(Dataset records)
^^^^^^^^^^^^^^^^

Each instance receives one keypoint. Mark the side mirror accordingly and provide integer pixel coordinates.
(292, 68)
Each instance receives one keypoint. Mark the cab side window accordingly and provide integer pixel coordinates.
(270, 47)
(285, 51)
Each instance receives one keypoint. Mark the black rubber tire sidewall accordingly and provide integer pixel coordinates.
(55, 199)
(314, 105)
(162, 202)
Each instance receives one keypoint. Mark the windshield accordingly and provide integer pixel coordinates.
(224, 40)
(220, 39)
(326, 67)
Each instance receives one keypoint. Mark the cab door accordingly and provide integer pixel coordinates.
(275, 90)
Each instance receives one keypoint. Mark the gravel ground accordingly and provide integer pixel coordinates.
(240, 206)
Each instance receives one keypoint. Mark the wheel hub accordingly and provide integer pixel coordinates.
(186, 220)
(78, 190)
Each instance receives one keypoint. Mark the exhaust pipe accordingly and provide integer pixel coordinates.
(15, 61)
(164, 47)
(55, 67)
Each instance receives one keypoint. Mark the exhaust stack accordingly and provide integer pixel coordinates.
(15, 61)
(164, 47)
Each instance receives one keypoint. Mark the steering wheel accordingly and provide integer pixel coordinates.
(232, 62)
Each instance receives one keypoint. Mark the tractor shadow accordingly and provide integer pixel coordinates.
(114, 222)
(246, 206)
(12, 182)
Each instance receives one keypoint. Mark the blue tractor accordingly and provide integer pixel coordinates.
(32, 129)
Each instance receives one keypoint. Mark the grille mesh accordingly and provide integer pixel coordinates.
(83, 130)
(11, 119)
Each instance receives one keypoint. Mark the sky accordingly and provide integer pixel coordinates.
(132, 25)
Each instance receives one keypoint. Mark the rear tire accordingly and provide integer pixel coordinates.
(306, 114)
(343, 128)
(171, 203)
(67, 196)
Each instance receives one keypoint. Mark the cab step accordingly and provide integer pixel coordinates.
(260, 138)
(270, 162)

^^^^^^^^^^^^^^^^

## OBJECTIVE
Return the entries in full, keeping every line exactly as it is.

## EXERCISE RESULT
Each instance receives one keypoint. Mark the side mirror accordingly and provide integer pixel coordinates.
(292, 68)
Each instance receives one keypoint. Mark the cab side window accordingly and provide integer pixel coordinates.
(270, 47)
(285, 51)
Each instance receives one keypoint. Mark the black rubber tire sidewall accordingly and provide integer pixel coordinates.
(55, 199)
(314, 105)
(162, 202)
Each instance receives one keypoint. Mark the windshield accordingly and provide integer pixel coordinates.
(224, 40)
(220, 39)
(326, 67)
Each instance receives one keypoint. Mark the cab door accordingly and provide integer pixel coordinates.
(275, 90)
Each instance receives one keypoint. Mark the gravel ground accordingly and provide integer pixel coordinates.
(240, 206)
Each instance receives one keypoint. Mark the wheel hub accordingly and provide integer pixel coordinates.
(186, 220)
(78, 190)
Each instance receives one keypoint. Mark the exhaust pipe accordingly and provide integer pixel coordinates.
(15, 61)
(164, 47)
(55, 67)
Each instance receives one keypoint. Mark the exhaust stack accordingly and provide integer pixel coordinates.
(15, 61)
(164, 47)
Each instance receives one keypoint. Mark the steering wheel accordingly and provide integer pixel coordinates.
(232, 62)
Each instance receives one keypoint. Mark the tractor shadow accordingly and provide integer pixel coordinates.
(114, 222)
(246, 206)
(12, 182)
Each instance receives one keypoint. Mark the blue tractor accordingly and provide integer pixel coordinates.
(32, 129)
Each instance receives one keypoint. Mark the grille mesh accordingly and provide integer pixel coordinates.
(83, 130)
(11, 119)
Each instance receives one keypoint. Mark the sky accordingly and provide integer pixel coordinates.
(132, 25)
Each instance receives one keypoint. Mark the rear tire accordingly and provide integer pixel coordinates.
(306, 114)
(343, 128)
(171, 203)
(67, 196)
Each instance receives one keypoint. Mark the cab step accordingly and provide integer pixel coordinates.
(260, 138)
(270, 162)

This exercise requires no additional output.